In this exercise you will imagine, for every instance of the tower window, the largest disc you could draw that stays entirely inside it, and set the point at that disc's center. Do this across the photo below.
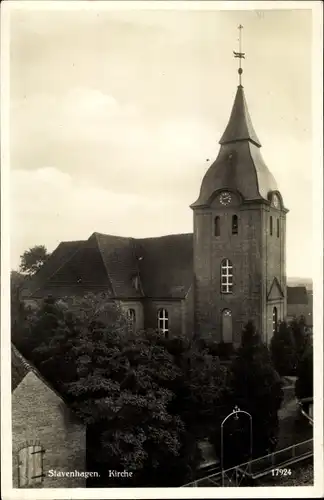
(234, 224)
(274, 320)
(226, 276)
(163, 321)
(217, 226)
(227, 326)
(131, 319)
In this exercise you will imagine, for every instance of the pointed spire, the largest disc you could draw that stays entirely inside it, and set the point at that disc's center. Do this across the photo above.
(240, 126)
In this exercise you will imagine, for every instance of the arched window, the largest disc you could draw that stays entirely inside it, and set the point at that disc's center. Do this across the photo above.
(234, 224)
(227, 326)
(274, 320)
(30, 466)
(163, 321)
(131, 318)
(226, 276)
(217, 226)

──────────

**WHAT THE TASK ASKS**
Your task is to transcribe the line containing "of the arched" and every line after it, through the last line of the data, exactly as written and with nothing more.

**REPLY**
In this exercise you will imagine, for every instance of the arched window, the largest disc you could draw that stays entirely inside it, and set the point at that disc's center. Do this across the photo above.
(234, 224)
(227, 326)
(274, 320)
(30, 466)
(163, 321)
(131, 318)
(226, 276)
(217, 226)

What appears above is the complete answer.